- [PROBLEM REQUIREMENTS] In the records below, put each line from the line with "Drop a pin on every instance of the sun in" up to and including the line with "x=524, y=502" into a JSON list of strings, one string per line, with blank lines left out.

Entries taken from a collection
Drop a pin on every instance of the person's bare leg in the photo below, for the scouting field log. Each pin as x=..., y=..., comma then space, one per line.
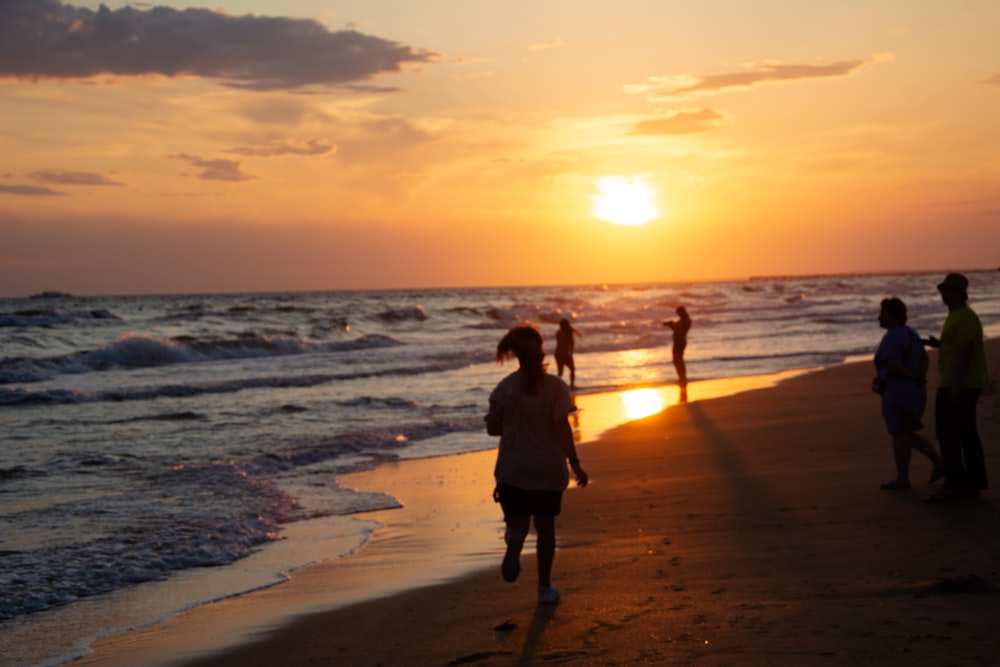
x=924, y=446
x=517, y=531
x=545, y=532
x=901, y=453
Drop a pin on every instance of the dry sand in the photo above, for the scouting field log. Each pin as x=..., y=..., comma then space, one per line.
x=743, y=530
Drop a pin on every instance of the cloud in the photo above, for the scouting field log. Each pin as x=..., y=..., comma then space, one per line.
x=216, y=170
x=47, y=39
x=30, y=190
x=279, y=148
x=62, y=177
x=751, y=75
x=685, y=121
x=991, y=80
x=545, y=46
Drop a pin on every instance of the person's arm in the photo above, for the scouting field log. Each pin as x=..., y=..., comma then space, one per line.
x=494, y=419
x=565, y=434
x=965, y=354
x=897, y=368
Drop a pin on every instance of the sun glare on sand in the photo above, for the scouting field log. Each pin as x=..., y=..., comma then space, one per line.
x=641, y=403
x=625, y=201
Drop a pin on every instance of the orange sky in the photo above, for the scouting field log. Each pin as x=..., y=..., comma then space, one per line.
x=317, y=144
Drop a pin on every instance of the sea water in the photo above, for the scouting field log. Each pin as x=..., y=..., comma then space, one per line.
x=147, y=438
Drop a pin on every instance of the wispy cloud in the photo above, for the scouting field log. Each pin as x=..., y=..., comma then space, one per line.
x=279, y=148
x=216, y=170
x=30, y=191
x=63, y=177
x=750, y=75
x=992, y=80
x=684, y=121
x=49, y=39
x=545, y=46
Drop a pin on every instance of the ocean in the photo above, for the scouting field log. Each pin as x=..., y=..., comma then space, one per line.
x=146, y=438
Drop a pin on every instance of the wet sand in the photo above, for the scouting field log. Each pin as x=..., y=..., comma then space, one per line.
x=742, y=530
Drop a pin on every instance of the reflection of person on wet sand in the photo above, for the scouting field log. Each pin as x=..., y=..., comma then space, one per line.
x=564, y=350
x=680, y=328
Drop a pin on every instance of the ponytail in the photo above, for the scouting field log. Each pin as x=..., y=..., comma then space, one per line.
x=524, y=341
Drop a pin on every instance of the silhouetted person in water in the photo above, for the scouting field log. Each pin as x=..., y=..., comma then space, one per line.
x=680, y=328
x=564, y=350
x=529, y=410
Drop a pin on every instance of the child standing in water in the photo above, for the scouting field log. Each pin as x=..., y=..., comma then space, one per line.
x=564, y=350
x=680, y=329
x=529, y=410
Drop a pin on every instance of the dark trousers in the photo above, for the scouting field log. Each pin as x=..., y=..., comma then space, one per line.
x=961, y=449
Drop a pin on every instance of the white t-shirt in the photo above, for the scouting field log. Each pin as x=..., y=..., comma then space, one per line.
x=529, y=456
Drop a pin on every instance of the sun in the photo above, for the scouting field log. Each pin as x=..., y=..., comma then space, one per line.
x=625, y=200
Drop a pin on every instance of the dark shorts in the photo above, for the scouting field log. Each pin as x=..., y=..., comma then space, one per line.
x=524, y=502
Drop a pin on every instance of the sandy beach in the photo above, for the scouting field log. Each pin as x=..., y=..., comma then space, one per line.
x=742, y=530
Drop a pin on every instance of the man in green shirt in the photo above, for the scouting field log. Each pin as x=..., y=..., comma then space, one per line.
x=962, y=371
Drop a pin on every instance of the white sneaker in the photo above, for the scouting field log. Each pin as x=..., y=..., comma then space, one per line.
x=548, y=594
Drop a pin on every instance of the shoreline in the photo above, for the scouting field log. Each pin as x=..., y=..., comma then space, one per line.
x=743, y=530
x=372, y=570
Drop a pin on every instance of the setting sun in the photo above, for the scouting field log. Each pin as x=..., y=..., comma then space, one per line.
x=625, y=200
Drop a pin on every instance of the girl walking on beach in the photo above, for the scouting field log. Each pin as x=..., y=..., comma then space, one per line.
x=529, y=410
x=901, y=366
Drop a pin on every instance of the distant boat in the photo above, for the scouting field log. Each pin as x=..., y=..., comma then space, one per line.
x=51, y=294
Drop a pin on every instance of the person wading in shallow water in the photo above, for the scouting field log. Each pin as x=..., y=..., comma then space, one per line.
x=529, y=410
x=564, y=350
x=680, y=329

- [TASK SOLUTION]
[
  "Drop a pin on every instance of the sun in the photo above, for the scouting field log. Each pin as x=..., y=..., comma then space, one per line.",
  "x=625, y=200",
  "Drop a pin on every instance of the dark shorts in the photo above, for the scouting field log. Each pin as x=..., y=..., comma then space, one per line.",
  "x=524, y=502"
]